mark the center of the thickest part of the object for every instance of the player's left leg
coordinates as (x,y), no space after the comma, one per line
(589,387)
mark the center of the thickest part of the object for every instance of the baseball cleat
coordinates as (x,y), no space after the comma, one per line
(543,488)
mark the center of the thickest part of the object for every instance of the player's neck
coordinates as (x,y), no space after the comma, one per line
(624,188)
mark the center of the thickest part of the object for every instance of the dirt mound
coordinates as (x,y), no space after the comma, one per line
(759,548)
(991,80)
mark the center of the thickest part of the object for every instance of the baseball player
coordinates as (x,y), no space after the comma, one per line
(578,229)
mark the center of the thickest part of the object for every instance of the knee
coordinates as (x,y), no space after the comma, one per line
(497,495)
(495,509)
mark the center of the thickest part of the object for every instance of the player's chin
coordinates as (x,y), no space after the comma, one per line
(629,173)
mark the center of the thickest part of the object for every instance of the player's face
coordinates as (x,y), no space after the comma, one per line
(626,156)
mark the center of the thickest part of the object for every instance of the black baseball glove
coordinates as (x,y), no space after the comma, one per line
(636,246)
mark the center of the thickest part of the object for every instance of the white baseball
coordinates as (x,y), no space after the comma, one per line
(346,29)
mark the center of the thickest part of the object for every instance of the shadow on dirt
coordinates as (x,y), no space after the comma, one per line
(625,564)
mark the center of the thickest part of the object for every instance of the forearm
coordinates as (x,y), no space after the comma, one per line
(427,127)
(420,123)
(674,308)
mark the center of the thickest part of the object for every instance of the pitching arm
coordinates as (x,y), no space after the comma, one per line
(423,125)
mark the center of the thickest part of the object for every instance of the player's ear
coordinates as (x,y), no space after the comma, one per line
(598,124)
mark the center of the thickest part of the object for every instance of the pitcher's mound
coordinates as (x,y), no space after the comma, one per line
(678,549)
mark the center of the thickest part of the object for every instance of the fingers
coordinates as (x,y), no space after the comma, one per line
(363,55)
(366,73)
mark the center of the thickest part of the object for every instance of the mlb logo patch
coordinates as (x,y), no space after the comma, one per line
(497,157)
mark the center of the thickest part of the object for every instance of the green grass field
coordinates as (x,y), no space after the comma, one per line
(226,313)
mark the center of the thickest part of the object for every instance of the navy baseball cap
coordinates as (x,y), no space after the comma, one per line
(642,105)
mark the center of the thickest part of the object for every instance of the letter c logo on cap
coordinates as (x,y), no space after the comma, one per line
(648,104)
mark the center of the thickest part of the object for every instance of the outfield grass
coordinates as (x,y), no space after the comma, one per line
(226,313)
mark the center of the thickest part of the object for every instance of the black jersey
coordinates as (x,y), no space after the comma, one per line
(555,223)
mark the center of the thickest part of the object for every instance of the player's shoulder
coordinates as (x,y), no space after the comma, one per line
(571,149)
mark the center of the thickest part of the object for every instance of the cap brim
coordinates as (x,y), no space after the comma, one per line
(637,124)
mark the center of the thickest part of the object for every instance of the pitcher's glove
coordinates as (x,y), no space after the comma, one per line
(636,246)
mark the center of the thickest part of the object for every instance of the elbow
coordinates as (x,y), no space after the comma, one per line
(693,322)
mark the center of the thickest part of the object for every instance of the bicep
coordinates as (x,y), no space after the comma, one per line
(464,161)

Action item:
Output only the lines from the one containing "of the bicep" through the end of the material, please, exactly as they appear.

Reply:
mark the center of the thickest part of the object for every instance of the bicep
coordinates as (x,y), no space after the comma, one per line
(464,161)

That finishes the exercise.